Meanwhile, “unpredictable and ephemeral load” better describes the Incident Response team. Schematization is less important on the Incident Response side, as a rule: they’ll use it if it’s there, but they’ll also disagree about what fields matter and how to model them, and it might be easier to provide access to the raw data. Worse, they’ll also want to do extensive needle-in-a-haystack searches across massive time periods, scanning petabytes of data to see where that indicator started showing up. Massive needle-in-a-haystack searches are the worst case scenario for cost management, and security operations needs lots of them. They’ll also use threat intel and UEBA for risk models, and then they’ll be using more nebulous open source intel and behavioral analytics and gut-driven searches to look for unknown knowns. Now you’re talking about lots of memory and disk for lookup storage, expensive network range address matches, constant recalculation of per-entity risk models. How many entities should be risk modeled in a large enterprise? Two hundred fifty thousand employees, each with a laptop and mobile phone, twenty thousand long-lived server systems, and let’s not even think about containerized microservices right now… corners are going to be cut.

ABOUT THIS TASK
Pick up the passage on incident response and security data costs right after its last sentence, and add one more paragraph in the same voice.

LISTED RECORDS
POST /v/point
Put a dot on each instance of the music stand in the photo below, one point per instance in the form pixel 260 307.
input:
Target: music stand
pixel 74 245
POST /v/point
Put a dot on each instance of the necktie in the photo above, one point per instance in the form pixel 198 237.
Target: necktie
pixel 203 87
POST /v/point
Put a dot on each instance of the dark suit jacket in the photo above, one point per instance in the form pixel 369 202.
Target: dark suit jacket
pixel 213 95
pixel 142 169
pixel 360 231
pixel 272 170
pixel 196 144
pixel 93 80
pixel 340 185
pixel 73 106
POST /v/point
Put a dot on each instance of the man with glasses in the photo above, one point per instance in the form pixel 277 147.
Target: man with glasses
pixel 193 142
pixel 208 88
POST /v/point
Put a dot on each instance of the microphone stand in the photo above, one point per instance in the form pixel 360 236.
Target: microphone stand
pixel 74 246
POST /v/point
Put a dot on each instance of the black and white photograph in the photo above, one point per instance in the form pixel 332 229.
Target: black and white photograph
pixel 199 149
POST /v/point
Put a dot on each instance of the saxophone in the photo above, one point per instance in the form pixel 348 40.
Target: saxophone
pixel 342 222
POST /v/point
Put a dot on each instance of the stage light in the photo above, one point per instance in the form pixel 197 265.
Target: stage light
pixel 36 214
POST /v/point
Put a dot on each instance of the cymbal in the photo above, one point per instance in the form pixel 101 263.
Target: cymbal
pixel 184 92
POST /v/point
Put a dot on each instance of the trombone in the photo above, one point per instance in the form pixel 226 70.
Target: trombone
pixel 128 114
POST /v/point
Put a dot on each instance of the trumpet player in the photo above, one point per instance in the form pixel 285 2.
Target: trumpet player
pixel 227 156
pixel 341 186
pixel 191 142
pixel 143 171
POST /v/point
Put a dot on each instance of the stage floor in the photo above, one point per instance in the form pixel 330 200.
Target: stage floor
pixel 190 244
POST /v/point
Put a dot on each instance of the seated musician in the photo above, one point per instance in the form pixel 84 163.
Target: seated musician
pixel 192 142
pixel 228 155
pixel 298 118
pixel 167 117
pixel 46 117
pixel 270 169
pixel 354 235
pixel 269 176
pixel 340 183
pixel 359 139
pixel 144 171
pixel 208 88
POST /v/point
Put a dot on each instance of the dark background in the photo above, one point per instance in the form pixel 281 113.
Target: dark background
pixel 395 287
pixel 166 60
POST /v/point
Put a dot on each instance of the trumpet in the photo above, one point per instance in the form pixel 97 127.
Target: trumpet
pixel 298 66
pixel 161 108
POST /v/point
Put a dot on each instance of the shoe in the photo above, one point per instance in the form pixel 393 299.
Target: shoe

ANSWER SECTION
It’s no surprise that the central SIEM vision has been showing stress all along. In its earliest implementations, it depended on a vertically scaled RDBMS core that couldn’t handle the load, so second generation systems rebuilt on more flexible big data cores. That created the problem of index-time versus search-time normalization, along with the opportunity to build sidecar content. Third generation systems have tried various levels of component explosion, from content engines you can run in your own account to everything’s a cost (but don’t worry about it) to a “if you build it they will come” field of dreams (also pay as you go of course). The common core of this more modern vision is “put everything in a data lake for storage, pull out parts to do specific tasks in specific tools.” There’s disagreement over where to use schematization and where to use raw data, but everyone agrees on one thing. In this world SIEM is a function that is only fed selected and schematized data which it knows how to work with. SIEM is great for known-known detection, basic UEBA and risk, automations with SOAR. So we give it what it knows how to use in reasonable amounts, let it do what it needs to do, and stop asking it to support incident review and forensic investigation over months and years of archive. That’s what archive storage is for.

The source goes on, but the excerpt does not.